#### [Image location labeling entries]
★ ★ ★
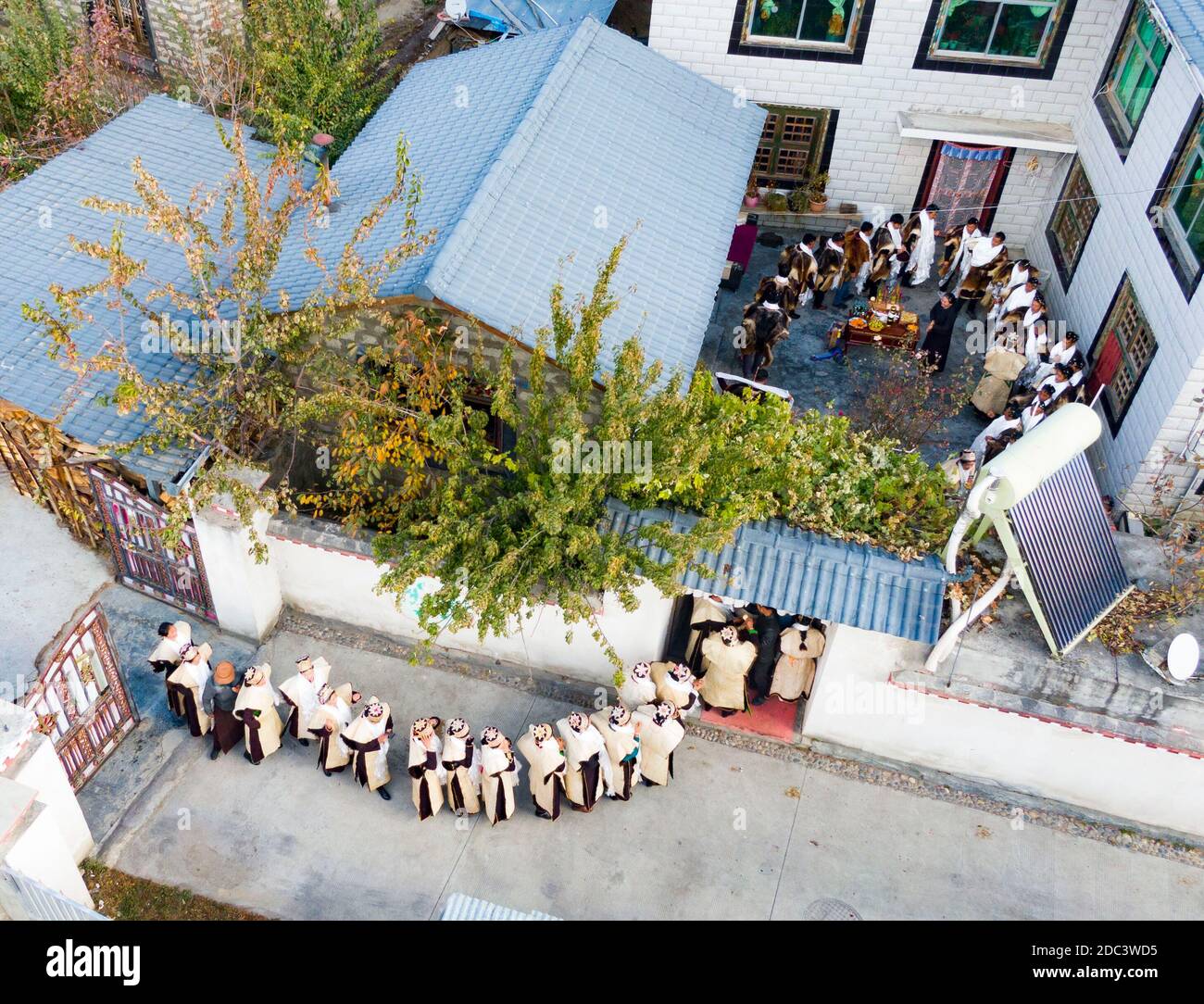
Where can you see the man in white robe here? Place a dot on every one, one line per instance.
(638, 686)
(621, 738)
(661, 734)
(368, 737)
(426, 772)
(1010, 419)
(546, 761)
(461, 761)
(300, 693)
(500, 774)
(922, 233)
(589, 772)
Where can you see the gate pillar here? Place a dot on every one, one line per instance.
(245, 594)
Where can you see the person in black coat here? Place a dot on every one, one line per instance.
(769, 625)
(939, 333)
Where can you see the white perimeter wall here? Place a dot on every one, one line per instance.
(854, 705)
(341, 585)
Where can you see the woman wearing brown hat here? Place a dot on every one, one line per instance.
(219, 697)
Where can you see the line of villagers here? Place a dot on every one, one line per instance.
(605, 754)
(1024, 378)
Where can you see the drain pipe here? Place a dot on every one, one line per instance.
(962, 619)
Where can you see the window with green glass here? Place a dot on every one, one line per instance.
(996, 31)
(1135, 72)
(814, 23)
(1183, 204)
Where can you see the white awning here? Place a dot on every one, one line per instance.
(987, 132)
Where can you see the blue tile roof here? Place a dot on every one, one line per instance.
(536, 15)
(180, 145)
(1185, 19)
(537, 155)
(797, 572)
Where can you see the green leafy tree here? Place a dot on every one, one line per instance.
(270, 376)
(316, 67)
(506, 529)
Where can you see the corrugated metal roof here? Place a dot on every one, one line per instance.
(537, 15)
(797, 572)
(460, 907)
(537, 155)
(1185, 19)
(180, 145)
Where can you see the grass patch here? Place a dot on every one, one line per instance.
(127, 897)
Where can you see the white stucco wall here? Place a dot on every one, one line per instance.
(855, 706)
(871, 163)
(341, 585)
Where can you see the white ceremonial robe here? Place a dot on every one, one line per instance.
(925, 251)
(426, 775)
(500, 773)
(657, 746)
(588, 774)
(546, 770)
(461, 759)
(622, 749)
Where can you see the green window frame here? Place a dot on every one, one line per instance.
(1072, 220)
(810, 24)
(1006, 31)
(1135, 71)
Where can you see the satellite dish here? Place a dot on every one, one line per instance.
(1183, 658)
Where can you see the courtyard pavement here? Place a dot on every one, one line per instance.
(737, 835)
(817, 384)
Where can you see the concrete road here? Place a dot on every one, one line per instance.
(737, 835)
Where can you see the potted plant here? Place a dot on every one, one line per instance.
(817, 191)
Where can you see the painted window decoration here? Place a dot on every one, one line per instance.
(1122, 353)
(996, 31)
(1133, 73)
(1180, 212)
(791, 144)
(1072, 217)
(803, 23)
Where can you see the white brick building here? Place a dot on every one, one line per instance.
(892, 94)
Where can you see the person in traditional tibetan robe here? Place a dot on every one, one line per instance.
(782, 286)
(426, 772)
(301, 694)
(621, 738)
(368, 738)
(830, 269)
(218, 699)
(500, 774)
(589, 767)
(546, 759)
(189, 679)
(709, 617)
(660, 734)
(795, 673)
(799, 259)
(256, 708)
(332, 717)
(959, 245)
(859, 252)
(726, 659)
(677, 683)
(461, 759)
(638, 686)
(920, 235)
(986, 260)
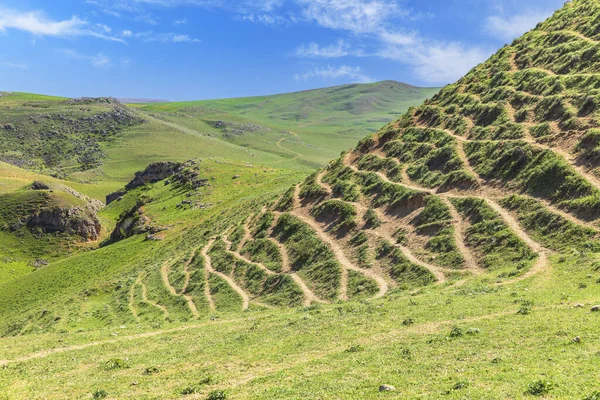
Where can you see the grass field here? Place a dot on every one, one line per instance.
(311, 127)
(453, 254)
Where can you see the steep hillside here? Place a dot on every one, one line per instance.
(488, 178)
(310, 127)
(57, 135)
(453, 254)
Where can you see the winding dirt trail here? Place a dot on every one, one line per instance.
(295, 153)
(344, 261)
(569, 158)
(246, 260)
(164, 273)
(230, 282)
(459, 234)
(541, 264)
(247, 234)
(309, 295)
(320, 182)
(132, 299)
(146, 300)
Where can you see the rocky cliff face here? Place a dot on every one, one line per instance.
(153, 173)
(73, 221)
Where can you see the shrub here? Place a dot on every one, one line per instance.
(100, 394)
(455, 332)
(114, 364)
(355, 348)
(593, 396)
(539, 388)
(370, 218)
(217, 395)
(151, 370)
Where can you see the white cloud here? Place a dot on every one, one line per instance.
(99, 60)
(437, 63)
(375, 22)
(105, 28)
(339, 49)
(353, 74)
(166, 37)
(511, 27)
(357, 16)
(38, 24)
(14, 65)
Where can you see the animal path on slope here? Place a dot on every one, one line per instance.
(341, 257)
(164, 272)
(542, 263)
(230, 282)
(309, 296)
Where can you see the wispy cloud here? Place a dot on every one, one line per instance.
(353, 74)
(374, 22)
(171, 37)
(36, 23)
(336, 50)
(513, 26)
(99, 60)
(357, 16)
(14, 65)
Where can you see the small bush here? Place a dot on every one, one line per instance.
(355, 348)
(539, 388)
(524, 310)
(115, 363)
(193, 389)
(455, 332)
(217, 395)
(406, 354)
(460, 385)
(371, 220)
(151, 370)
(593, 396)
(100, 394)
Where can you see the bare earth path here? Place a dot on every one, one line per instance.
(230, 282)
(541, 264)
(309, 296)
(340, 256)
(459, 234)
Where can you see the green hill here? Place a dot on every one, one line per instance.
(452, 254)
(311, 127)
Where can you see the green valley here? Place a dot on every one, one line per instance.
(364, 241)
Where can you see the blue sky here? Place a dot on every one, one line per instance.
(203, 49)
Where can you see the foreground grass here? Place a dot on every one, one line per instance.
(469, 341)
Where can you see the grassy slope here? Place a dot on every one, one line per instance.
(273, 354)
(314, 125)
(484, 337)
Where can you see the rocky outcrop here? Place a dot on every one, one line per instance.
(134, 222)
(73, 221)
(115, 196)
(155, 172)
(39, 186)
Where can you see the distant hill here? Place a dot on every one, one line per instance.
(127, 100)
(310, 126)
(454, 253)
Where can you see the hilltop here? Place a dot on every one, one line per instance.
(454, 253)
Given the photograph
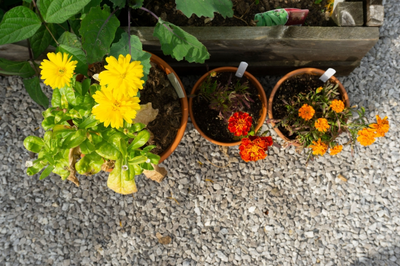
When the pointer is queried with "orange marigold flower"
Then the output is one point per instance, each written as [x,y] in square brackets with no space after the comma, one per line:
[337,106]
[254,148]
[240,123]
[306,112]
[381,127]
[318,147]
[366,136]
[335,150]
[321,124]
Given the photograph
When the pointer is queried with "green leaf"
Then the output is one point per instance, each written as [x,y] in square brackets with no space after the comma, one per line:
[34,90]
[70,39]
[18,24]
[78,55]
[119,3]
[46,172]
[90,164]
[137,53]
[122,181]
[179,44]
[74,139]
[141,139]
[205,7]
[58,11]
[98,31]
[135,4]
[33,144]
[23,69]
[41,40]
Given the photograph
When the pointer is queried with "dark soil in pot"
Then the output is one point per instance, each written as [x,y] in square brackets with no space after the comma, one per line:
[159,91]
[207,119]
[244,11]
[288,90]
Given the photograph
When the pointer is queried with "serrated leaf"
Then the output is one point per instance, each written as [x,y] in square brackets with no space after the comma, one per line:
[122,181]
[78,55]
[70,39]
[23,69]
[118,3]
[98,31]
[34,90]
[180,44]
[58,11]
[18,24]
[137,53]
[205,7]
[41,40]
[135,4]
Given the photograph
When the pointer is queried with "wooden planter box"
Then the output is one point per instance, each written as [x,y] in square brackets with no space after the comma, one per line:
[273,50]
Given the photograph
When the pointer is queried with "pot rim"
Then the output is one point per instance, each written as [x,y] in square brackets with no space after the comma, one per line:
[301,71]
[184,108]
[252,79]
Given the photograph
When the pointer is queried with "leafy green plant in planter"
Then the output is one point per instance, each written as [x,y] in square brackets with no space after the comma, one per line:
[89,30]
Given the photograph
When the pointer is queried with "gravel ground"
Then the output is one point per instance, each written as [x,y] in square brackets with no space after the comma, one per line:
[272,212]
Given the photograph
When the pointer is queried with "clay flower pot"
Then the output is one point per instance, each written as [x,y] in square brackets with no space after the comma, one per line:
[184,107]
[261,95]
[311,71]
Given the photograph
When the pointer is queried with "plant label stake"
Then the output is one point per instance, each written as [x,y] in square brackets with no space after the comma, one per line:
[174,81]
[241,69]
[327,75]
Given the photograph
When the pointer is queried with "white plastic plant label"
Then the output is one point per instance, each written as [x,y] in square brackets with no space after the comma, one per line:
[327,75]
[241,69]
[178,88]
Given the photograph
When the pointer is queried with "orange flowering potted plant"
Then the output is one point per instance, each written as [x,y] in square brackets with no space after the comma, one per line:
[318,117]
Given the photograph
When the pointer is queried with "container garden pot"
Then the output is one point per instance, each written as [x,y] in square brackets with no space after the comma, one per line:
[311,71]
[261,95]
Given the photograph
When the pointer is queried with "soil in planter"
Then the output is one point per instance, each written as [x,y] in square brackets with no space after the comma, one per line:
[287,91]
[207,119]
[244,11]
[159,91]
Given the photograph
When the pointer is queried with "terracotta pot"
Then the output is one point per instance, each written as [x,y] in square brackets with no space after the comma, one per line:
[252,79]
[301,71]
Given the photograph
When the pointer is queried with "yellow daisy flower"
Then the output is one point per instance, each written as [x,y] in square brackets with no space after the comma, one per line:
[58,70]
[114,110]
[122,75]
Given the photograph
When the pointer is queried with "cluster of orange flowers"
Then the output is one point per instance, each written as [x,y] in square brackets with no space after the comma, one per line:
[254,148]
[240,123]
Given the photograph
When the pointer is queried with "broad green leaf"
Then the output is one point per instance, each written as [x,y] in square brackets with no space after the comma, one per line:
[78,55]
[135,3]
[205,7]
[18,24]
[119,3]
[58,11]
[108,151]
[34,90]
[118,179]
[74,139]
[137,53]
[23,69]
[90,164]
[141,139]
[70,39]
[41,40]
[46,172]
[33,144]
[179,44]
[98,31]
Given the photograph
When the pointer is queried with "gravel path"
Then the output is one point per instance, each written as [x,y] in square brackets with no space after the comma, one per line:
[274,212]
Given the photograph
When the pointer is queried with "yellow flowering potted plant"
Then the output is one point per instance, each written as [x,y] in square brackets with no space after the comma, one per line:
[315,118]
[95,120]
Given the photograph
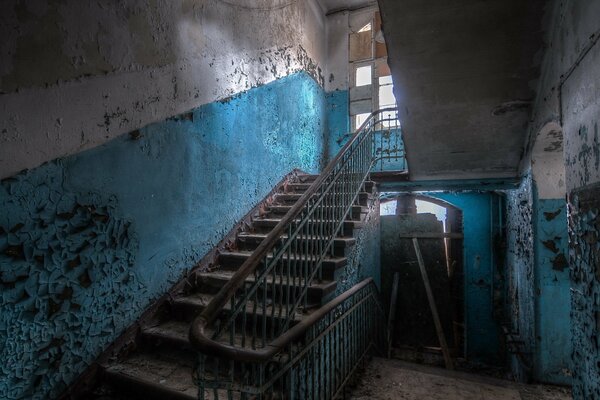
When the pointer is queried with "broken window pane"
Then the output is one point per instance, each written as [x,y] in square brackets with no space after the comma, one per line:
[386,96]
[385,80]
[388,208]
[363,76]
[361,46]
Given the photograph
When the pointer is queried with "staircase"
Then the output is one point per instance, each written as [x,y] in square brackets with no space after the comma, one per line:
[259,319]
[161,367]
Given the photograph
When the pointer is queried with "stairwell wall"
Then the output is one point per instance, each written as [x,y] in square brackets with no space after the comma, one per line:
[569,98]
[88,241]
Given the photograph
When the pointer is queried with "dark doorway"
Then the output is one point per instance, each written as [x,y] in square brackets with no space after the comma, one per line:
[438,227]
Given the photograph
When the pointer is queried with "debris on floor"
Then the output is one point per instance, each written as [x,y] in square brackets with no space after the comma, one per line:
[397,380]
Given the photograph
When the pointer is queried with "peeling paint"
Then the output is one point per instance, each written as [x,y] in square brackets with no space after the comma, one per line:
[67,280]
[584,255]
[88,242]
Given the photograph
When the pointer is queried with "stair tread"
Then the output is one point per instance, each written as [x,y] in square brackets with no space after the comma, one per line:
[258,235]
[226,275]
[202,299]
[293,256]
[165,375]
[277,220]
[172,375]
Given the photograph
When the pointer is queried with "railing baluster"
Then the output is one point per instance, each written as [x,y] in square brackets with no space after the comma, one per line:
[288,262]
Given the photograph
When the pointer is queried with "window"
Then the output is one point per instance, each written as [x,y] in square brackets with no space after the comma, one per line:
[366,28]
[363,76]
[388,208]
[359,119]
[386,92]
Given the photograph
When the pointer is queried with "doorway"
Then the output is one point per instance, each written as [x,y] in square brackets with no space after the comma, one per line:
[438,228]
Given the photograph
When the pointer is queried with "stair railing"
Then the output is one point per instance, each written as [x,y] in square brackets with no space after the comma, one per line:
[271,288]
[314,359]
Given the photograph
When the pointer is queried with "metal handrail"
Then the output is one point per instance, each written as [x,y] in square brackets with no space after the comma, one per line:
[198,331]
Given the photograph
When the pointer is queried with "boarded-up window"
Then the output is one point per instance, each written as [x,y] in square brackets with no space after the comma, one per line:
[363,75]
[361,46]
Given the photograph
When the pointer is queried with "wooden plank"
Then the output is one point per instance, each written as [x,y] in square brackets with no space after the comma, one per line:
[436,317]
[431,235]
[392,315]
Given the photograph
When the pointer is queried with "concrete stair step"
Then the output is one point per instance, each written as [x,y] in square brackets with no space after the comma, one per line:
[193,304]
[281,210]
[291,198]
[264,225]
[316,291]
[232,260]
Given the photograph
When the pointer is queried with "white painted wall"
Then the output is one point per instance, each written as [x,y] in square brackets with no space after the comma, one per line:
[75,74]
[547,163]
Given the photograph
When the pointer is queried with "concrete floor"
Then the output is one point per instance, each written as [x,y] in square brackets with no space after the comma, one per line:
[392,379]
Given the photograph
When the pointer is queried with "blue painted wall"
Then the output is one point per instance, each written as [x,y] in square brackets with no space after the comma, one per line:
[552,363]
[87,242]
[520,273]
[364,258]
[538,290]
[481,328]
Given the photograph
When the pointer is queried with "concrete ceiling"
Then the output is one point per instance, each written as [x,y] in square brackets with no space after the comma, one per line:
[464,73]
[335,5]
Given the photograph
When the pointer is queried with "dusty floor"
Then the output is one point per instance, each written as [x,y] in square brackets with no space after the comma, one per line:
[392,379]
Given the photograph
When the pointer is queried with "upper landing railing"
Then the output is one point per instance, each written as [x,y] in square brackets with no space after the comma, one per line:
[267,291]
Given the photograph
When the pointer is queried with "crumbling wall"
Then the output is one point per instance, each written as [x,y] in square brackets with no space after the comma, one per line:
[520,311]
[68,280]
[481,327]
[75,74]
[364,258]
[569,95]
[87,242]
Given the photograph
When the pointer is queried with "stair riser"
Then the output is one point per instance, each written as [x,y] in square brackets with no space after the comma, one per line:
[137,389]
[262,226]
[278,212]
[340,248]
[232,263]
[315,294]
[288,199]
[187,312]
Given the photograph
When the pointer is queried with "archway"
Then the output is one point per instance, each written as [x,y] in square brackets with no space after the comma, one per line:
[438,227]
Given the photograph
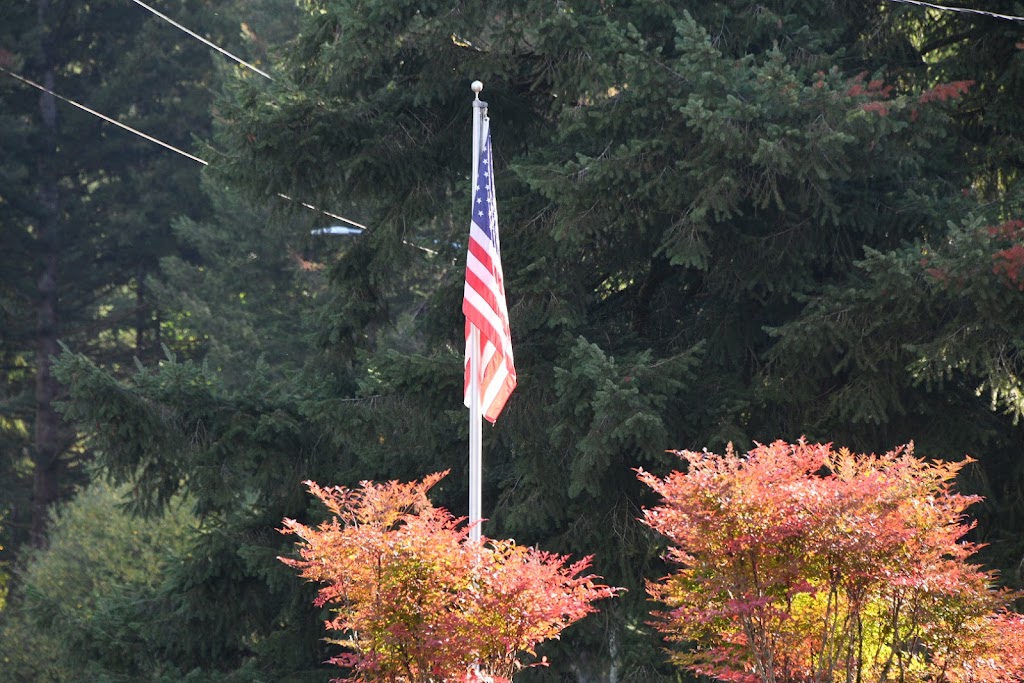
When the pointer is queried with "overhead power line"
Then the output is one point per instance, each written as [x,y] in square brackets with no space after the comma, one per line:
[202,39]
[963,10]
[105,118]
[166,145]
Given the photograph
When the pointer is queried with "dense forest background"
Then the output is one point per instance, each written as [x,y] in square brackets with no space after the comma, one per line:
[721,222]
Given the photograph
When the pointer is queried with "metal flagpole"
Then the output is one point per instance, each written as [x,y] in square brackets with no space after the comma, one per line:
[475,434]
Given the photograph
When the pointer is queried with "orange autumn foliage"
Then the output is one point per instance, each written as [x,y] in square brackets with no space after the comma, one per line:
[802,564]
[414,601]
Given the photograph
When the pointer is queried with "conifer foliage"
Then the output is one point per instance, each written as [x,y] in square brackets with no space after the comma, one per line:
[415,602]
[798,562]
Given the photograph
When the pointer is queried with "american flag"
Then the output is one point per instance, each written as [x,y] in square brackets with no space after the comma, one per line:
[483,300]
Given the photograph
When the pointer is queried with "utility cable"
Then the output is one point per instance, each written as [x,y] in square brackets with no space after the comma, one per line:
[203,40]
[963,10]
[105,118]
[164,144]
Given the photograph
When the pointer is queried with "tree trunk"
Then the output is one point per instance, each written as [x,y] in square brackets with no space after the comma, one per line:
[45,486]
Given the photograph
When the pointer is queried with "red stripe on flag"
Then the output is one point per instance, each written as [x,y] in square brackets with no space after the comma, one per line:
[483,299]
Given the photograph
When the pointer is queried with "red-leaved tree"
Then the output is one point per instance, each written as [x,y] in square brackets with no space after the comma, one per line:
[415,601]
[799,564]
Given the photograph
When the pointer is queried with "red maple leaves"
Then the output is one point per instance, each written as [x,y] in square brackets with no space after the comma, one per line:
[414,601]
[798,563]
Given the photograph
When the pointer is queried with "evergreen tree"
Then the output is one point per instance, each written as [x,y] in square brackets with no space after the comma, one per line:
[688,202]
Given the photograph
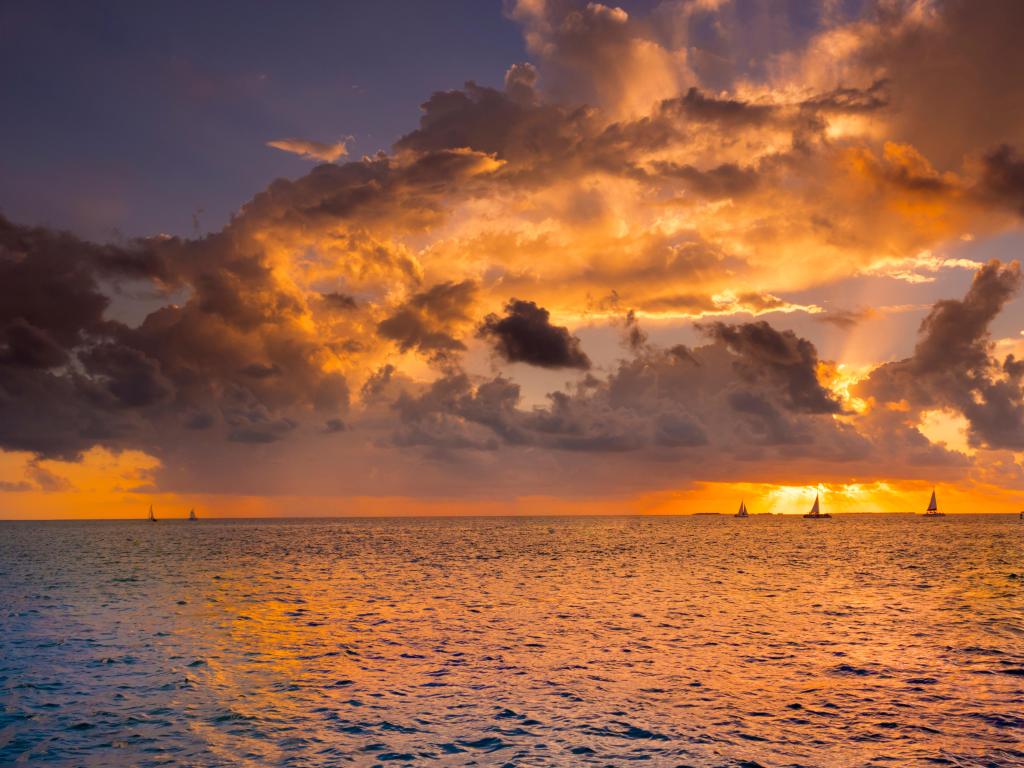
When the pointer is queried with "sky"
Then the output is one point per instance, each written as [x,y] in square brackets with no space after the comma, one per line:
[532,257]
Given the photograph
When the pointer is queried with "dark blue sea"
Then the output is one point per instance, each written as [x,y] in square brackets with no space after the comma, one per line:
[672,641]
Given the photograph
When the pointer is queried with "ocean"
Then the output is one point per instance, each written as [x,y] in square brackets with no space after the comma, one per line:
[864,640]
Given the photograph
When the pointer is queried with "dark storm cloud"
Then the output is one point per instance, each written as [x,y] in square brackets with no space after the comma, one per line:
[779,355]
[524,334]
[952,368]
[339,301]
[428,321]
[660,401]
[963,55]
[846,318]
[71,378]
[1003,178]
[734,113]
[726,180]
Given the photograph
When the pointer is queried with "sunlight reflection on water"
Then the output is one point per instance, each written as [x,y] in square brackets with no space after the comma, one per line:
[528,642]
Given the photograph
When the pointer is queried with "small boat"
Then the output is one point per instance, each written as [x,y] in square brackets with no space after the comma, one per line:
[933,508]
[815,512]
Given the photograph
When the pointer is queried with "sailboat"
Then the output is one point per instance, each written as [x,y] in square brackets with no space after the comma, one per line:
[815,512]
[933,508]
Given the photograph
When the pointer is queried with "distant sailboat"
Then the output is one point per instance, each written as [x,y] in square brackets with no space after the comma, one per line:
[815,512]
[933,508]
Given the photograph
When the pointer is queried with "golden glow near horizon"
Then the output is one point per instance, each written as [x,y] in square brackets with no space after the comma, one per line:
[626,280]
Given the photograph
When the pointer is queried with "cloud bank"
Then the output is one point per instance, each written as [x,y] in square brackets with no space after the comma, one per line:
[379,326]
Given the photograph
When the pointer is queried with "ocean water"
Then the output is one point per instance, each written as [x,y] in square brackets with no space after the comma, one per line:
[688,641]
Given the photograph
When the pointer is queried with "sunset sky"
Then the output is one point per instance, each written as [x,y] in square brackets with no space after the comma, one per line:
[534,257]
★ ★ ★
#### [WRITTEN EXERCISE]
Report every line in the records above that contains the word "slope", copying each such line in full.

#### [COMPLETED TASK]
Where can you see the animal path on slope here? Place a dot on every one, one line per instance.
Where can you see the grassy slope here? Place a dot on every one, one line per instance.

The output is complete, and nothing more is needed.